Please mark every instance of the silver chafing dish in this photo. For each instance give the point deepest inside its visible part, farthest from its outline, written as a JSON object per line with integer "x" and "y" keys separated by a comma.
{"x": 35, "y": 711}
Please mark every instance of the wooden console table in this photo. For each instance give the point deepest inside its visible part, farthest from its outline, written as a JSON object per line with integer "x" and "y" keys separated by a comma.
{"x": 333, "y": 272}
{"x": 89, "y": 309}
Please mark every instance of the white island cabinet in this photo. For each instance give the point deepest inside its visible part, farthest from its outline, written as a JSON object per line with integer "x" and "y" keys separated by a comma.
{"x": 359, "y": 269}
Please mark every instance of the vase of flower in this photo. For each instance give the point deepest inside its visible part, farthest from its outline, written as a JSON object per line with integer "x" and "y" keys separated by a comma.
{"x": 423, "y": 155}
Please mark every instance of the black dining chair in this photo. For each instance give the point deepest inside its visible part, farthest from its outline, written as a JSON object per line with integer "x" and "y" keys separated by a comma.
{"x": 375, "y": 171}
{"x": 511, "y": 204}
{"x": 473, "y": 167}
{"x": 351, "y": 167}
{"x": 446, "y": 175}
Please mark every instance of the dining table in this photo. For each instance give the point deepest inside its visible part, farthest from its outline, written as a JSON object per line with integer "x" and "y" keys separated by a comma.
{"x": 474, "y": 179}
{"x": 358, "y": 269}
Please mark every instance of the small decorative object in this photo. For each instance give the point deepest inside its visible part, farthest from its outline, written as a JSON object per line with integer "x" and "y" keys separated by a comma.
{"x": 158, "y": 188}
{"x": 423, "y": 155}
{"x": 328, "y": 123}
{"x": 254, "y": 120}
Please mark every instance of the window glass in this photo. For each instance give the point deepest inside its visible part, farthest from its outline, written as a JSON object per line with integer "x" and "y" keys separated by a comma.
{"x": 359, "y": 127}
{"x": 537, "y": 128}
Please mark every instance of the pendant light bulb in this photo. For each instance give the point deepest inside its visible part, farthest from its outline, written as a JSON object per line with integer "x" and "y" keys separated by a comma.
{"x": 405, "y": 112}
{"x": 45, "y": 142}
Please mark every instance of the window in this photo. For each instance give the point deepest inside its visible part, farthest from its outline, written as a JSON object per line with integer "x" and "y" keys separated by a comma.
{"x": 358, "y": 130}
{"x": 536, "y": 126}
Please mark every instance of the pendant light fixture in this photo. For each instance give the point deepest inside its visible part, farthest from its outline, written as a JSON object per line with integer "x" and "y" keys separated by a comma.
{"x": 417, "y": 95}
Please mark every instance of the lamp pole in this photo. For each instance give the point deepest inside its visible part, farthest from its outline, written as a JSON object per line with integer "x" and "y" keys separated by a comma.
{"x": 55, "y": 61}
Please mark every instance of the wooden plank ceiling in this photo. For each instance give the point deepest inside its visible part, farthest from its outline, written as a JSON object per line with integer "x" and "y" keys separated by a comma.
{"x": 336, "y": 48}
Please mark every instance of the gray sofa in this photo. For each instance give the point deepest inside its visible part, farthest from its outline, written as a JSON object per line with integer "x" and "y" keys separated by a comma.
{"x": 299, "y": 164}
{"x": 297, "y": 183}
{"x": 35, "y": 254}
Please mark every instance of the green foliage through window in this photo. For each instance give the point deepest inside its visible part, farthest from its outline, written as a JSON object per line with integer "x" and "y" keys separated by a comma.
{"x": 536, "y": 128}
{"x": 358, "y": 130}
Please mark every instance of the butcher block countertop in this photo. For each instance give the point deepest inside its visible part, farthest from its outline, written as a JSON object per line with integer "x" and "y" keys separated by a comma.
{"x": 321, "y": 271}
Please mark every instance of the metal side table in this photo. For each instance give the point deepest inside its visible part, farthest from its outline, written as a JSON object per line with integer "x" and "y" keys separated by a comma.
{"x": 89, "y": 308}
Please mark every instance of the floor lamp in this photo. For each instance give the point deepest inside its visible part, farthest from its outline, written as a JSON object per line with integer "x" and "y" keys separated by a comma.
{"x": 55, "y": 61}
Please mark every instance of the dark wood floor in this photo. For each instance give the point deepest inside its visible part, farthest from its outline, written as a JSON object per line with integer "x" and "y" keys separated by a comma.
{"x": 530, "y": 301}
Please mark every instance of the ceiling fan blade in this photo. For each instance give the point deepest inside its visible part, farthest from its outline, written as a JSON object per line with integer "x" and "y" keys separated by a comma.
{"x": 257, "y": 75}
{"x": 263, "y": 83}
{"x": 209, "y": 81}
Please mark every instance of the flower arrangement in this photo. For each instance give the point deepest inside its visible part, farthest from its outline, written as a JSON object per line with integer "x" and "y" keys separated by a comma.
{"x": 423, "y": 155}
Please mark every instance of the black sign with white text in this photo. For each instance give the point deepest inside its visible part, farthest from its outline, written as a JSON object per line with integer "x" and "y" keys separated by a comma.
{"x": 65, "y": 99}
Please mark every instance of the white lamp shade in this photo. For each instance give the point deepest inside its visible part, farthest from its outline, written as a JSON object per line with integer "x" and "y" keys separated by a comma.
--------------------------------------------------
#### CHALLENGE:
Please reproduce all of the entries exactly as they stand.

#### FULL ANSWER:
Please mark every instance of the silver chafing dish in this photo. For each instance give the point deepest inside its visible part, farthest from its outline, written as a JSON object per line with integer "x" and "y" keys separated by a comma.
{"x": 35, "y": 711}
Please mark every instance of the wooden console table in this photo. For each instance give the point deepest inside its visible part, farthest from its outline, written as a JSON object per line with integer "x" and "y" keys separated by a comma.
{"x": 333, "y": 272}
{"x": 89, "y": 309}
Please mark every instance of the white island cabinet in this photo. For each instance give the point deepest inside its visible part, farthest from its outline, written as a JSON object per line with integer "x" and "y" keys separated by a comma.
{"x": 359, "y": 269}
Please mark every instance of the vase of flower in this photo. For each instance give the point deepest inside its visible part, farthest from its outline, written as a JSON object per line with integer "x" and "y" keys separated by a comma.
{"x": 423, "y": 155}
Please mark every instance of the black dining chair in this photo. For each instance give the point deepest inside its visible part, farthest from its outline, written as a JSON object per line with integer "x" and "y" keys separated by a comma.
{"x": 375, "y": 171}
{"x": 511, "y": 204}
{"x": 473, "y": 167}
{"x": 351, "y": 167}
{"x": 446, "y": 175}
Please mark every instance of the dining table in this photo. For each instance give the point deepest inside its visible part, farthest from its outline, written as a JSON object per line with integer "x" and "y" keys separated by a comma.
{"x": 474, "y": 179}
{"x": 358, "y": 269}
Please mark every instance of the small decorative object in this photo. For each instance give the point deepest inside its visible part, farthest from its outline, written as a JSON object per line with integer "x" and "y" keys separated by a comma.
{"x": 158, "y": 188}
{"x": 423, "y": 155}
{"x": 328, "y": 123}
{"x": 254, "y": 120}
Please mark every instance of the window glass in this photo. For each instance give the point deepest inside its visible part, farthest from its outline, written as a JSON object per line with integer "x" and "y" keys separated by a comma.
{"x": 359, "y": 127}
{"x": 537, "y": 128}
Please mark every instance of the pendant light bulb in this photo. For each instance give the point deepest inside its visible part, farthest from its outline, written as a JSON object per line with integer "x" and "y" keys separated by a comma.
{"x": 405, "y": 112}
{"x": 45, "y": 142}
Please mark every instance of the window in this photo. For each instance give the point deepest inside its visible part, farthest from its outline, written as a JSON object per line with integer "x" and "y" keys separated by a comma.
{"x": 358, "y": 130}
{"x": 536, "y": 126}
Please mark every instance of the pendant light fixture in this photo. For each instance give the point deepest inside its visible part, farthest from its outline, written as a JSON object per line with integer "x" and "y" keys separated by a comma.
{"x": 417, "y": 95}
Please mark every instance of the lamp pole in this photo. For each instance give the point deepest inside its visible part, farthest from its outline, written as a JSON object per line with integer "x" and "y" keys separated by a comma.
{"x": 55, "y": 61}
Please mark every instance of the wooden plank ceiling in this photo. For each instance give the point deepest inside its visible part, farthest from its outline, written as a JSON object per line with integer "x" and "y" keys separated by a comma.
{"x": 336, "y": 48}
Please mark every instance of the gray sofa in this photo. For each instance give the point deepest inside its visible part, farthest from its outline, written as a JSON object per line with integer "x" and "y" keys separated by a comma.
{"x": 299, "y": 164}
{"x": 297, "y": 183}
{"x": 35, "y": 254}
Please mark every instance of the green foliage through window in this photo. For each instance give the point deepest inside its visible part, farthest from its outline, written as a JSON object per line with integer "x" and "y" keys separated by a comma.
{"x": 536, "y": 128}
{"x": 358, "y": 130}
Please mark every instance of the butcher block countertop in this photo. For each instance give the point deepest inside its visible part, farthest from its outline, written as a JSON object per line with integer "x" and "y" keys separated by a comma.
{"x": 321, "y": 271}
Please mark every instance of the metal side table in this photo. For each instance give the point deepest inside its visible part, farthest from its outline, written as a JSON object per line with integer "x" and "y" keys separated by a comma.
{"x": 89, "y": 308}
Please mark every instance of the floor lamp in this photo. For each instance give the point deepest inside its visible part, farthest from its outline, written as a JSON object per line with integer "x" and "y" keys separated by a comma.
{"x": 55, "y": 61}
Please mark every instance of the dark wood floor in this photo. For each instance give the point deepest inside its visible part, farthest from its outline, written as a JSON object per line with integer "x" and "y" keys separated by a comma.
{"x": 530, "y": 301}
Please mark every instance of the ceiling fan blade in this photo. For each instance give the point deepest inside its visible part, farthest from its outline, written as a JSON object per line with integer "x" and "y" keys separated by a comma.
{"x": 257, "y": 75}
{"x": 263, "y": 83}
{"x": 209, "y": 81}
Please mark every instance of the flower arrangement in this photo. For each instance give the point deepest inside its visible part, farthest from its outline, written as a JSON object per line with integer "x" and "y" keys separated by a comma.
{"x": 423, "y": 155}
Please mark every instance of the black sign with white text in this photo. For each instance give the point deepest inside its visible part, farthest from its outline, written as a JSON object per line with integer "x" and "y" keys separated by a comma.
{"x": 65, "y": 99}
Please mark every instance of the white lamp shade in this photo. For each instance give the point deepest inside its visible part, farthest from its outline, written as a JSON object per line with integer "x" and "y" keys separated by a comma.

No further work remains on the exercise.